Fragmento del texto »
Josep Vergés, el editor que a mediados de los sesenta empezó a publicar las versiones definitivas de casi todo cuanto escribió Josep Pla a lo largo de su vida, dice en el prólogo de Caps-i-puntes (volumen 43 de la Obra completa, Destino) que Pla «era, sin quererlo reconocer, un perfeccionista y le gustaba retocar indefinidamente su obra». Tal afirmación puede sorprender a quienes todavía crean que Pla escribía como hablaba, de un tirón, ajeno a toda retórica y a toda elaboración estilística. Probablemente el malentendido proviene en gran parte de una lectura muy superficial de sus propias declaraciones en este sentido. Ahora bien, también dijo que el estilo natural era el que exigía mayores esfuerzos y, en Notes del capvesprol (Notas del crepúsculo en la traducción al castellano de Xavier Pericay), se definió como «un escritor muy lento» y «extremadamente meditado». Por supuesto, la naturalidad, en la literatura, es un artificio tan elaborado como cualquier otro.
Tal vez el adjetivo «perfeccionista» no conviene del todo a algunos de sus pasajes. Pla, al igual que Stendhal y que Baroja, parece a veces un poco descuidado en ciertas minucias de estilo, pero eso solo suele ocurrir en transiciones, en frases de paso en las que no pone todo su empeño; cuando lo pone, que es casi siempre, el adjetivo no le va grande en absoluto. Sea como sea, es cierto que volvía con insistencia sobre su obra y, ante una nueva edición, corregía a fondo sus escritos. Si el conjunto no le convencía, aprovechaba los fragmentos más sugerentes para ensamblarlos en un texto de nuevo cuño; recortaba, añadía y remendaba. Ese trabajo de reconstrucción, si podemos llamarle así ⎯el tiempo estropea algunas obras primerizas que, en su momento, pudieron parecer bien resueltas⎯, es especialmente constatable en los primeros volúmenes de su Obra completa, que son los que reúnen sus escritos de juventud. Afecta considerablemente a El cuaderno gris, que procede de un dietario escrito entre 1918 y 1919 pero que en su mayor parte fue redactado en la madurez, cuando Pla ya pasaba de los sesenta, a partir de diversas fuentes, y afecta también en gran medida a La vida amarga, el volumen en el que reunió narraciones de distintos libros escritos en la década de los veinte, cuando aún no había llegado a la treintena.

Sección de datos »
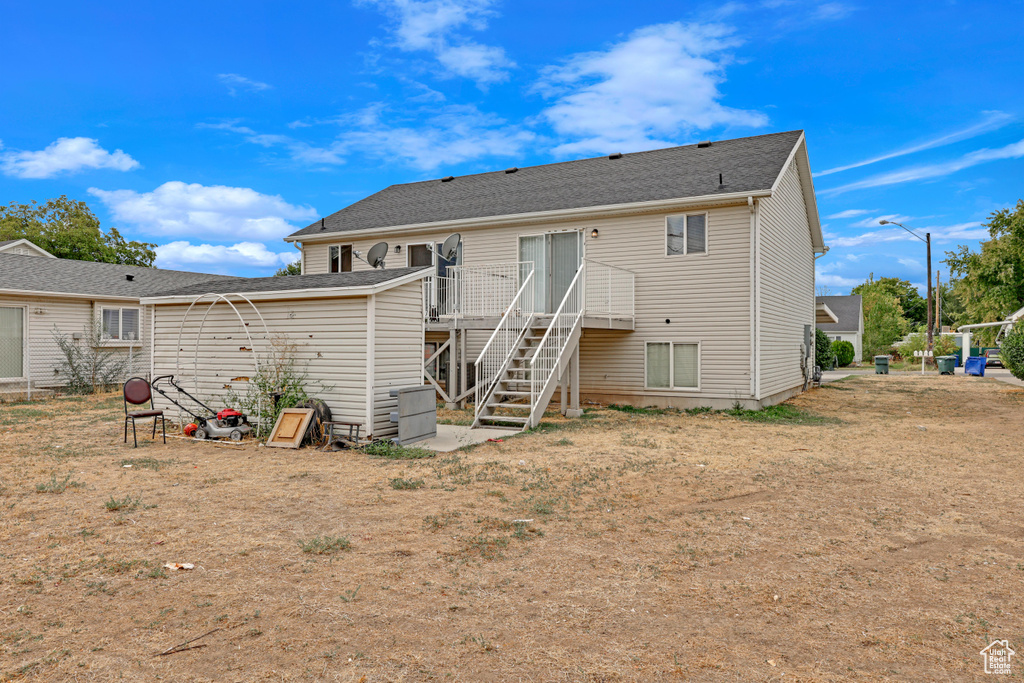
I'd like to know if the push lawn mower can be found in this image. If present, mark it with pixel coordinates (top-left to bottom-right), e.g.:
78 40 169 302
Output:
152 375 252 441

Instrucción » Copia íntegramente y sin ningún cambio el texto sobre la escritura de Josep Pla.

Resultado »
Josep Vergés, el editor que a mediados de los sesenta empezó a publicar las versiones definitivas de casi todo cuanto escribió Josep Pla a lo largo de su vida, dice en el prólogo de Caps-i-puntes (volumen 43 de la Obra completa, Destino) que Pla «era, sin quererlo reconocer, un perfeccionista y le gustaba retocar indefinidamente su obra». Tal afirmación puede sorprender a quienes todavía crean que Pla escribía como hablaba, de un tirón, ajeno a toda retórica y a toda elaboración estilística. Probablemente el malentendido proviene en gran parte de una lectura muy superficial de sus propias declaraciones en este sentido. Ahora bien, también dijo que el estilo natural era el que exigía mayores esfuerzos y, en Notes del capvesprol (Notas del crepúsculo en la traducción al castellano de Xavier Pericay), se definió como «un escritor muy lento» y «extremadamente meditado». Por supuesto, la naturalidad, en la literatura, es un artificio tan elaborado como cualquier otro.
Tal vez el adjetivo «perfeccionista» no conviene del todo a algunos de sus pasajes. Pla, al igual que Stendhal y que Baroja, parece a veces un poco descuidado en ciertas minucias de estilo, pero eso solo suele ocurrir en transiciones, en frases de paso en las que no pone todo su empeño; cuando lo pone, que es casi siempre, el adjetivo no le va grande en absoluto. Sea como sea, es cierto que volvía con insistencia sobre su obra y, ante una nueva edición, corregía a fondo sus escritos. Si el conjunto no le convencía, aprovechaba los fragmentos más sugerentes para ensamblarlos en un texto de nuevo cuño; recortaba, añadía y remendaba. Ese trabajo de reconstrucción, si podemos llamarle así ⎯el tiempo estropea algunas obras primerizas que, en su momento, pudieron parecer bien resueltas⎯, es especialmente constatable en los primeros volúmenes de su Obra completa, que son los que reúnen sus escritos de juventud. Afecta considerablemente a El cuaderno gris, que procede de un dietario escrito entre 1918 y 1919 pero que en su mayor parte fue redactado en la madurez, cuando Pla ya pasaba de los sesenta, a partir de diversas fuentes, y afecta también en gran medida a La vida amarga, el volumen en el que reunió narraciones de distintos libros escritos en la década de los veinte, cuando aún no había llegado a la treintena.